_Set tasks_:
#1 List every person named in the passage on educational research.
#2 From the passage on educational research, reproduce the wording from "Thus, when Robert" to "a journalistic airing.".
#3 According to the passage on educational research, what position does George Weber hold?

_Document passage_:
::::::::::

Thus, when Robert Rosenthal and Lenore Jacobson (Pygmalion in the Classroom) "found" that many pupils learn when their teachers expect them to and others do not because their teachers have low expectations, the discovery made the front page of the New York Times. Subsequently, when highly qualified reviewers in the professional journals showed convincingly that the Pygmalion theory was definitely not established by the research methods and the evidence of Rosenthal and Jacobson, there was not a single word about their findings in the Times or elsewhere in the media. Thus, an educational theory had been established and accepted, not on the weight of scientific evidence, but on the wings of a journalistic airing.
Now a new piece of educational research has come upon the scene. A Times front page headline on October 29 reads, "Schools, Not Pupils, Are Found at Fault in Reading Failures." The Education Page of the Sunday Times of October 31 features Fred M. Hechinger's piece, "Reading: Why Some Progress While Others Don't," on the same research. Both pieces are based on a report, "Inner-City Children Can be Taught to Read: Four Successful Schools" by George Weber, Associate Director of the Council for Basic Education. Weber set out to test the hypothesis "that several inner-city public schools exist in the United States where reading achievement in the early grades is far higher than in most inner-city schools, specifically, is at the national average or higher." If true, this would show, "that inner-city can be taught reading well, and it might discover some common factors in the success of good programs."

::::::::::

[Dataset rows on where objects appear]
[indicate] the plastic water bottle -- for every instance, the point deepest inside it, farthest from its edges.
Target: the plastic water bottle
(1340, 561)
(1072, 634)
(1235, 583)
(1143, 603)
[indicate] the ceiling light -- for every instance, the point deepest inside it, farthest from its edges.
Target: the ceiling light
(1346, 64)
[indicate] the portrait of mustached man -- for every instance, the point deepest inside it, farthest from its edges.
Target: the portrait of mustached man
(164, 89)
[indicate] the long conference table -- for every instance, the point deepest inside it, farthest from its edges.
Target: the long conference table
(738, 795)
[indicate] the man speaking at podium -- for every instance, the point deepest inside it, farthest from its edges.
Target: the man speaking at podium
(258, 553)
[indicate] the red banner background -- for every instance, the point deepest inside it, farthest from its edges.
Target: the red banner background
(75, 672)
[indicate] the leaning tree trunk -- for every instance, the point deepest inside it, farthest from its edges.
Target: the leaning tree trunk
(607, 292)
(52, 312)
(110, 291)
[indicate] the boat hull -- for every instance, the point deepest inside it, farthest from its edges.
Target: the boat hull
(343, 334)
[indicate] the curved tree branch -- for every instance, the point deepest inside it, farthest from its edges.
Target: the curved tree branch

::::::::::

_Answers to the exercises_:
#1 Robert Rosenthal, Lenore Jacobson, Fred M. Hechinger, George Weber

#2
Thus, when Robert Rosenthal and Lenore Jacobson (Pygmalion in the Classroom) "found" that many pupils learn when their teachers expect them to and others do not because their teachers have low expectations, the discovery made the front page of the New York Times. Subsequently, when highly qualified reviewers in the professional journals showed convincingly that the Pygmalion theory was definitely not established by the research methods and the evidence of Rosenthal and Jacobson, there was not a single word about their findings in the Times or elsewhere in the media. Thus, an educational theory had been established and accepted, not on the weight of scientific evidence, but on the wings of a journalistic airing.

#3 He is Associate Director of the Council for Basic Education.